==== Provided material ====

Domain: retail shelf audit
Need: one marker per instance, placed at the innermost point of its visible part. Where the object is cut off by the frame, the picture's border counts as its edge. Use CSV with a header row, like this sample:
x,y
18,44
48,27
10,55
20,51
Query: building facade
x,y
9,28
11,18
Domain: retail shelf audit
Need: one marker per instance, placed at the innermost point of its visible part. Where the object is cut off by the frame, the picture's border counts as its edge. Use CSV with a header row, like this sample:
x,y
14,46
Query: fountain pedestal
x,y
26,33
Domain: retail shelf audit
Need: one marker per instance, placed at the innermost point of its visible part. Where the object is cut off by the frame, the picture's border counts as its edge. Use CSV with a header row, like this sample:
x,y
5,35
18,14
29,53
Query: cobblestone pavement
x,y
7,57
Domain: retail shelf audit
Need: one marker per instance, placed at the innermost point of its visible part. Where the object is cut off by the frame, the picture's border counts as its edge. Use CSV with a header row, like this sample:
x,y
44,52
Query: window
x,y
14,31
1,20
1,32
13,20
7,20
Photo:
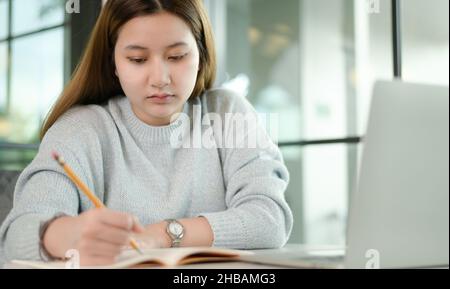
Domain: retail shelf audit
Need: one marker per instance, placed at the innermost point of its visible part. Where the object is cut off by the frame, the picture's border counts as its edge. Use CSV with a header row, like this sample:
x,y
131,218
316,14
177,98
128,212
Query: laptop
x,y
399,211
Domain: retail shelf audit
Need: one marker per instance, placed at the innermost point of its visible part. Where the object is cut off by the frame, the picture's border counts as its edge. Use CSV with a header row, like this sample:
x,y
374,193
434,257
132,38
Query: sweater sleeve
x,y
42,192
256,178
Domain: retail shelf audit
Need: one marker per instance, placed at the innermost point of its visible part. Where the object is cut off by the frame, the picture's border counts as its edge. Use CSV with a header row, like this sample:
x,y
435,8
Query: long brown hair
x,y
94,80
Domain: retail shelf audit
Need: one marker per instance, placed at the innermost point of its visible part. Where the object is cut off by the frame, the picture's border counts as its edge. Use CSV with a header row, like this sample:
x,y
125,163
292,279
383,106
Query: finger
x,y
96,261
137,226
102,249
117,219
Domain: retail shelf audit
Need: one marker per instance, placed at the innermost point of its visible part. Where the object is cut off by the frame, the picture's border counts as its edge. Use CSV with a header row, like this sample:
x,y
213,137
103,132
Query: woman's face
x,y
157,61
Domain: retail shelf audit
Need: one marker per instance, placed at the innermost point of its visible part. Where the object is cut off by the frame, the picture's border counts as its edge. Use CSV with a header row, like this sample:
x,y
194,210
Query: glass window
x,y
3,72
36,81
425,41
34,15
320,207
314,63
3,19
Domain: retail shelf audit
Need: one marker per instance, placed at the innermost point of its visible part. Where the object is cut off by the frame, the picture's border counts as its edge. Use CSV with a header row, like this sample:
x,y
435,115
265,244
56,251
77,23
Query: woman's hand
x,y
98,235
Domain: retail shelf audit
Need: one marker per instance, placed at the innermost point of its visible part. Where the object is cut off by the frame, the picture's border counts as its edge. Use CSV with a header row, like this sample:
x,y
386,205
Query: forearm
x,y
58,237
197,232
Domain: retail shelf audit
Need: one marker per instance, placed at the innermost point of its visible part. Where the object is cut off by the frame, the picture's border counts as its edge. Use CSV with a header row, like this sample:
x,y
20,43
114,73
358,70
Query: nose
x,y
159,76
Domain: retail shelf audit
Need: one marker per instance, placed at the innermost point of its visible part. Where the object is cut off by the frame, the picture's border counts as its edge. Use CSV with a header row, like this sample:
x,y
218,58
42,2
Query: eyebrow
x,y
138,47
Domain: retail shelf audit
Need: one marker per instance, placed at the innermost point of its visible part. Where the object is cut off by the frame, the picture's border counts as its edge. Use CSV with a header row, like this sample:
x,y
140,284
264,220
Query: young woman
x,y
147,62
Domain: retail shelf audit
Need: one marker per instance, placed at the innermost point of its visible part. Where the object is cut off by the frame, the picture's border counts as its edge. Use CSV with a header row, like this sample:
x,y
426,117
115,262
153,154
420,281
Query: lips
x,y
161,98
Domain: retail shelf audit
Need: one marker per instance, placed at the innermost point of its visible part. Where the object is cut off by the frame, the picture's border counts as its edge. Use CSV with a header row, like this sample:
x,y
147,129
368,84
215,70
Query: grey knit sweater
x,y
134,167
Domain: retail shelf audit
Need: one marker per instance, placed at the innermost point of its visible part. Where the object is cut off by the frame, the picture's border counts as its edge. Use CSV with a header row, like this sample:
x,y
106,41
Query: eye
x,y
137,60
177,57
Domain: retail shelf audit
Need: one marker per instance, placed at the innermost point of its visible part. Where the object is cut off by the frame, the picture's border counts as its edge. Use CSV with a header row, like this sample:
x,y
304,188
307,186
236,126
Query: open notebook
x,y
154,257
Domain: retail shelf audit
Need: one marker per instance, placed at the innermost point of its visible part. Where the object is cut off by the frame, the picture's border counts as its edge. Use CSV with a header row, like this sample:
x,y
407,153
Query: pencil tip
x,y
55,155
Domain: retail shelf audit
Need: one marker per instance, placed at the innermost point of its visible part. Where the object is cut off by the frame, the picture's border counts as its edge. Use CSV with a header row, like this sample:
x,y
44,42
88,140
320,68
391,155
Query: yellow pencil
x,y
82,186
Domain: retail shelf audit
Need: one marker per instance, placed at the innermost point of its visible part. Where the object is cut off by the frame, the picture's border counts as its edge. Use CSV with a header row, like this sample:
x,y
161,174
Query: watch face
x,y
175,229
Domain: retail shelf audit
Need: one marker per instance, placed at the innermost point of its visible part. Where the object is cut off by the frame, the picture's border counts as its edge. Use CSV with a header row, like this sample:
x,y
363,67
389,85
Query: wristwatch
x,y
175,231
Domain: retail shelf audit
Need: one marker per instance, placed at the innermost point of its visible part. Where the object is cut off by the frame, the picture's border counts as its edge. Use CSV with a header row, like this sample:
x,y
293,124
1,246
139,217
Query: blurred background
x,y
313,62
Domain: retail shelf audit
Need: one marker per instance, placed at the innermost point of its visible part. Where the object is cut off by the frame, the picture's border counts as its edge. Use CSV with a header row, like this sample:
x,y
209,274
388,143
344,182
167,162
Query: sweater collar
x,y
142,132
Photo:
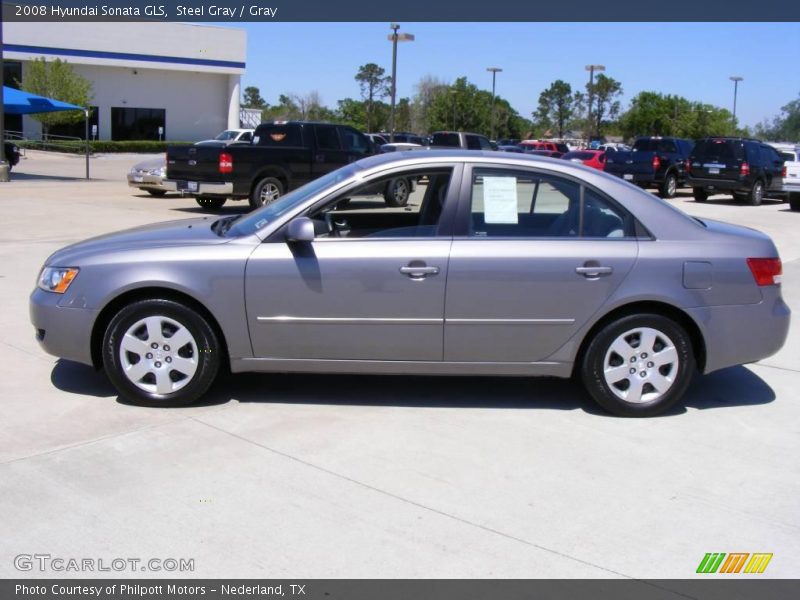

====

- [Short task] Report each line above that contains the string "woman". Case counts.

- [Written answer]
Query: woman's face
Query: woman's hand
Query: young woman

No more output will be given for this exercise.